Short exercise: Could you write out all of the records below word for word, leaving out the pictures?

— start of Extracted material —

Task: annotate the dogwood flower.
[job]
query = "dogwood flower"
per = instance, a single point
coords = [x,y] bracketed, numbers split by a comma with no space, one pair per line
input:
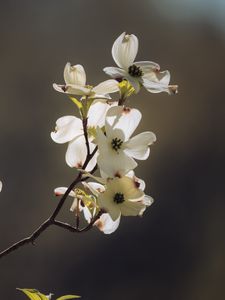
[142,73]
[69,129]
[118,196]
[123,196]
[116,149]
[85,203]
[105,222]
[75,79]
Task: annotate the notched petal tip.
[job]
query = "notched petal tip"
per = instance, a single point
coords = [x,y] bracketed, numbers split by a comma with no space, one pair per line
[173,89]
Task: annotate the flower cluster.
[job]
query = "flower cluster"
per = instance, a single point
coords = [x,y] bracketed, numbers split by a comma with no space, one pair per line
[103,137]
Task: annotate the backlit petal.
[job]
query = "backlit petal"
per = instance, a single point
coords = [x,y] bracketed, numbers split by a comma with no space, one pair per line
[147,66]
[137,147]
[67,128]
[124,50]
[97,113]
[115,164]
[106,87]
[129,208]
[61,191]
[115,72]
[76,154]
[123,118]
[74,75]
[106,224]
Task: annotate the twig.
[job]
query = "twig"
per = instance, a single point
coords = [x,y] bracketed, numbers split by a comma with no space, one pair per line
[51,220]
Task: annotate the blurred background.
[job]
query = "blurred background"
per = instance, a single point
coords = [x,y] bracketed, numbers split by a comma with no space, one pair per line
[176,251]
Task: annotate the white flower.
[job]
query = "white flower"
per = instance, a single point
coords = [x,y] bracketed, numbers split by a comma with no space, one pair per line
[146,73]
[105,222]
[123,196]
[69,129]
[118,196]
[116,149]
[82,201]
[75,79]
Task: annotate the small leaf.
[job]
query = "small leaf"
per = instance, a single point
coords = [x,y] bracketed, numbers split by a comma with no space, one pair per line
[34,294]
[66,297]
[76,101]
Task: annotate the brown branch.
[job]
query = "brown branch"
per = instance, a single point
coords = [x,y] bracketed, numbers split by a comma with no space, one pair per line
[51,220]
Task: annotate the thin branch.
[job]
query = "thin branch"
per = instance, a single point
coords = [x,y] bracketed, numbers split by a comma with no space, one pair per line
[51,220]
[85,122]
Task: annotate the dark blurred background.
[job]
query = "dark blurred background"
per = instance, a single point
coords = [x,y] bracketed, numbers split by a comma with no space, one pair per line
[176,251]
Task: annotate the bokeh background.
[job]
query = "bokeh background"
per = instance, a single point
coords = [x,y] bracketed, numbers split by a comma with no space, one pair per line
[176,251]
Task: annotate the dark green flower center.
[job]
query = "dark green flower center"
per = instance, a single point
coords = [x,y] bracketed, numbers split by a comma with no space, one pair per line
[119,198]
[116,144]
[135,71]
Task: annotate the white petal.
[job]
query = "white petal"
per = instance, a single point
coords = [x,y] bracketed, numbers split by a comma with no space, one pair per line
[162,77]
[115,164]
[147,66]
[67,128]
[137,147]
[130,208]
[123,118]
[61,191]
[76,154]
[115,72]
[94,187]
[124,50]
[97,113]
[148,200]
[72,89]
[139,182]
[156,82]
[87,214]
[74,75]
[106,224]
[106,203]
[135,82]
[74,205]
[106,87]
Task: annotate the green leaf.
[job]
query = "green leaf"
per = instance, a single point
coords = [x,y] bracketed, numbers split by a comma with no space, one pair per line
[66,297]
[34,294]
[76,101]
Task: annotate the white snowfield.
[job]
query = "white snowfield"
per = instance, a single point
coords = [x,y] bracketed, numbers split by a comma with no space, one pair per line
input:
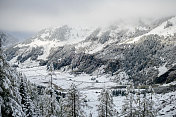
[160,30]
[90,87]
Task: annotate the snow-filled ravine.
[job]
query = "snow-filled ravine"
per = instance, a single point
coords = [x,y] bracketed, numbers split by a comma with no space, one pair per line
[90,86]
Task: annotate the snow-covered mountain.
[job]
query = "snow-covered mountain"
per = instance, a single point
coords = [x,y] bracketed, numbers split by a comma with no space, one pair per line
[95,58]
[138,50]
[7,39]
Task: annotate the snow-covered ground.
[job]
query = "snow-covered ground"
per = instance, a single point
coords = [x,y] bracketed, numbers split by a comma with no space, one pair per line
[90,86]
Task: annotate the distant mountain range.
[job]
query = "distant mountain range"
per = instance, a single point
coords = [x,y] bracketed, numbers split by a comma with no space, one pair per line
[142,51]
[8,40]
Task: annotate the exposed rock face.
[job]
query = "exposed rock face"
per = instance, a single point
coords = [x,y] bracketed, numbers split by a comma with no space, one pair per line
[138,52]
[7,40]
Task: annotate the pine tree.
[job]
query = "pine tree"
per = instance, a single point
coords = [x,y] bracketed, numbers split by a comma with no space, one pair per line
[128,109]
[74,103]
[105,108]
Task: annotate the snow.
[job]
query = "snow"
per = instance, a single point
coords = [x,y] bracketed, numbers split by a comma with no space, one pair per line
[162,69]
[44,35]
[91,86]
[160,30]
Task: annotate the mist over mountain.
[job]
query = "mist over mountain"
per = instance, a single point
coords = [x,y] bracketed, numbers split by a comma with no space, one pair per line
[91,58]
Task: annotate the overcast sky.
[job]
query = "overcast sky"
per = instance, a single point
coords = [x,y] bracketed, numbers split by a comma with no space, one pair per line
[29,16]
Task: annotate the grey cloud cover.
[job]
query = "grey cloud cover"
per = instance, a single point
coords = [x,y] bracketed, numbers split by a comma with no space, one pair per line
[34,15]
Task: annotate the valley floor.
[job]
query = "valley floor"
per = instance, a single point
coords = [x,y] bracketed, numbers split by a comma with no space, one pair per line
[90,87]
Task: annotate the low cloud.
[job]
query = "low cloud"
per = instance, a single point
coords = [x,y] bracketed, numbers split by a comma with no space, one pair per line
[34,15]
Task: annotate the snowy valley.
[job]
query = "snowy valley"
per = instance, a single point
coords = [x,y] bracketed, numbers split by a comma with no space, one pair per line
[135,65]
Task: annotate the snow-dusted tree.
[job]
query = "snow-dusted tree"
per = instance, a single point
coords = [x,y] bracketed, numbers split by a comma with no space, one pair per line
[128,109]
[10,99]
[74,103]
[148,103]
[105,108]
[26,101]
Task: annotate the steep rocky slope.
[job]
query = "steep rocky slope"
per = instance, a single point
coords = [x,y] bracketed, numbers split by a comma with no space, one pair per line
[142,51]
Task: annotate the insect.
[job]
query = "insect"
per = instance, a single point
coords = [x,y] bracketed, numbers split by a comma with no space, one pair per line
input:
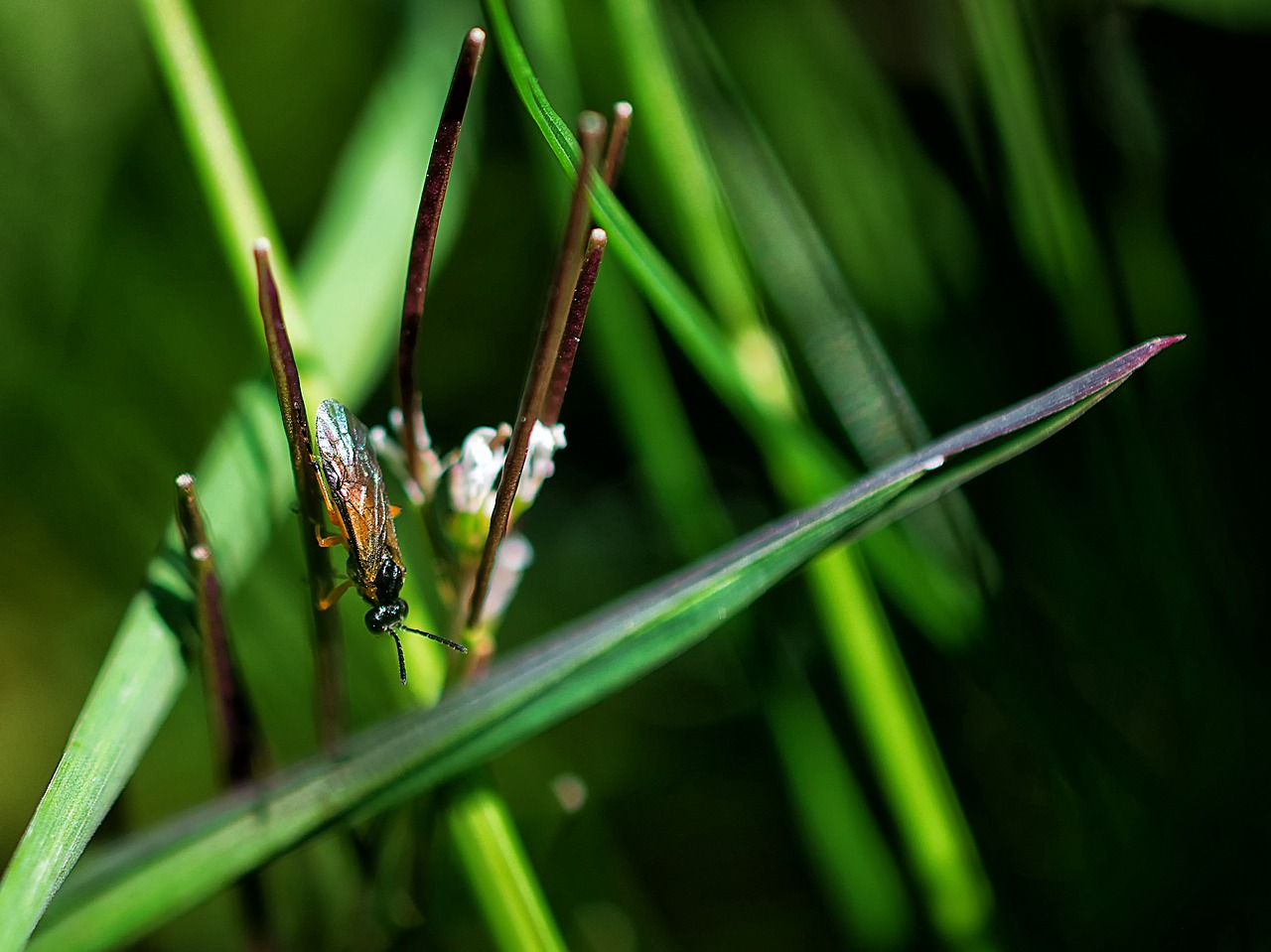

— end of Extracted material —

Written answer:
Task: annotate the dogwood flower.
[job]
query = "dogwood flower"
per = instance, a single point
coords = [x,y] bracketed, numbers split by a comma with no space, one pair per line
input:
[142,73]
[69,129]
[118,196]
[123,196]
[116,149]
[85,203]
[105,222]
[75,79]
Task: annotate the notched petal tip.
[job]
query = "notched petal tip"
per = instance, a single point
coords = [x,y] bracketed, numbers split by a comma with no space, one pair per line
[173,89]
Task: annotate the flower cluster.
[job]
query = "flower cluster"
per = instance, a single point
coords = [x,y] bracketed, numbers split by a comma with no space, one pair per line
[103,137]
Task: annotate the backlit petal.
[job]
query = "backlit petal"
per = instance, a single point
coords = [x,y] bracketed, numbers split by a comma with no space, one pair per line
[147,66]
[137,147]
[67,128]
[124,50]
[97,113]
[115,164]
[106,87]
[129,208]
[61,191]
[115,72]
[76,154]
[123,118]
[74,75]
[106,224]
Task: annotate the twig.
[job]
query = "twig"
per = instance, a single point
coords = [x,y] bracketed, numbers split by a comma with no space, one pair per line
[51,220]
Task: annotate the blurred background.
[job]
query = "blurred background"
per = instance, a single point
coords = [x,y] bracketed, numbers split by a comma with no space, one pair per line
[176,251]
Task: annotate the white flower.
[job]
query = "white flower"
per = instance, a single point
coords = [x,y] bracketed, numbers split by a comma with no space, one pair per line
[146,73]
[105,222]
[123,196]
[69,129]
[118,196]
[116,149]
[82,201]
[75,79]
Task: annotate the small leaf.
[job]
query = "small leaf"
per = instance, a single point
coords = [x,y] bracketed, numbers split by a comma with no space, one pair per line
[34,294]
[66,297]
[76,101]
Task: annotate the brown branch.
[job]
query = "brown branch"
per = instance, a single point
coords = [x,y] bracketed, numbers split by a comma with no space, one pair per line
[51,220]
Task: annotate the thin branch.
[job]
query = "thin branch"
per = instance, a single point
coords = [x,y] bracketed, numbers split by a comma with no space, one pair per line
[51,220]
[85,122]
Task: annotate the dark blurred background.
[job]
query = "dark blurred background"
per = instance, a single point
coords = [x,y] bracketed, numbers split by a comma with no space, one pair per line
[176,251]
Task: annotate the bokeh background.
[job]
query = "bokeh background"
per = instance, a single point
coords = [x,y] bracketed, numbers split by a comma with no space, one pair per line
[176,251]
Task: annotate the dark green flower center.
[job]
query = "dark green flower center"
per = instance, a single point
coords = [x,y] bracketed, numbers split by a comma with no space, one pair per line
[119,198]
[116,144]
[135,71]
Task: annotate the white petal.
[job]
query = "white petal"
per = instance, a single point
coords = [x,y] bracketed, numbers split by a comma with no space, one pair per line
[162,77]
[115,164]
[147,66]
[67,128]
[137,147]
[130,208]
[123,118]
[61,191]
[76,154]
[115,72]
[94,187]
[124,50]
[97,113]
[148,200]
[72,89]
[139,182]
[156,82]
[87,214]
[74,75]
[106,224]
[106,203]
[135,82]
[74,205]
[106,87]
Task: annotate the green leaf.
[job]
query = "green leaf"
per = instance, a single point
coords = [x,y] bracketed, numbers split by a comma with no space, one pair per line
[66,297]
[34,294]
[76,101]
Task: annotate the white snowfield.
[job]
query = "white snowfield"
per = instance, a single point
coords = [x,y] bracketed, numbers split by a comma with no space, one pair per line
input:
[160,30]
[90,87]
Task: annotate the snow-filled ravine.
[job]
query = "snow-filled ravine"
per = instance, a single point
coords = [x,y] bracketed, numbers split by a comma with no space, one pair per line
[90,86]
Task: annotate the snow-covered mountain.
[job]
query = "snow-covered mountain"
per = instance, a single point
coords = [x,y] bracketed, numbers split by a comma with no space, one pair per line
[95,58]
[138,50]
[7,39]
Task: annotate the snow-covered ground.
[job]
query = "snow-covered ground"
per = instance, a single point
coords = [x,y] bracketed, numbers split by a comma with no space, one pair per line
[90,86]
Task: annotate the distant mountain range.
[job]
query = "distant mountain range"
per = instance, a single point
coords = [x,y] bracketed, numbers split by a comma with no space, one pair per line
[142,51]
[8,40]
Task: annotate the exposed rock face.
[job]
query = "exposed rock face"
per = instance, a single point
coords = [x,y] bracketed, numbers split by a comma with no space, one pair per line
[138,52]
[7,40]
Task: annotate the pine tree.
[job]
query = "pine tree"
per = instance, a single point
coords = [x,y] bracketed, numbers split by a comma with no space, one pair per line
[128,109]
[74,103]
[105,108]
Task: annotate the snow.
[job]
query = "snow"
per = instance, a single point
coords = [x,y] bracketed, numbers split by a comma with no space, one pair per line
[162,69]
[44,35]
[91,86]
[160,30]
Task: annotate the mist over mountain.
[job]
query = "mist over mountain"
per = instance, a single point
coords = [x,y] bracketed, numbers split by a comma with no space, one pair per line
[91,58]
Task: annotate the overcast sky.
[job]
query = "overcast sky"
per = instance, a single point
coords = [x,y] bracketed, numbers split by a comma with no space, one pair per line
[29,16]
Task: annotate the grey cloud cover.
[job]
query = "grey cloud cover"
per = instance, a single point
coords = [x,y] bracketed, numbers split by a comma with no space, one pair per line
[34,15]
Task: annotate the valley floor.
[job]
query = "valley floor"
per = instance, a single point
coords = [x,y] bracketed, numbers split by a comma with no space, one pair per line
[90,87]
Task: annotate the low cloud.
[job]
query = "low cloud"
per = instance, a single point
coords = [x,y] bracketed, numbers split by a comma with no space, one pair per line
[34,15]
Task: annotate the snowy valley.
[job]
query = "snowy valley"
per = instance, a single point
coords = [x,y] bracketed, numbers split by a comma with no space, one pair per line
[135,65]
Task: annotate the snow-dusted tree.
[job]
query = "snow-dusted tree"
per = instance, a single point
coords = [x,y] bracketed, numbers split by a comma with no space, one pair per line
[128,109]
[10,99]
[74,103]
[148,103]
[105,108]
[26,101]
Task: annotate the steep rocky slope.
[job]
query = "steep rocky slope"
per = instance, a single point
coords = [x,y] bracketed, numbers split by a comma with no space, one pair per line
[142,51]
Task: annotate the insect.
[job]
query = "insect"
per = instance, a single point
coords = [x,y] bracketed, numbers split by a comma with no space, one pair per line
input:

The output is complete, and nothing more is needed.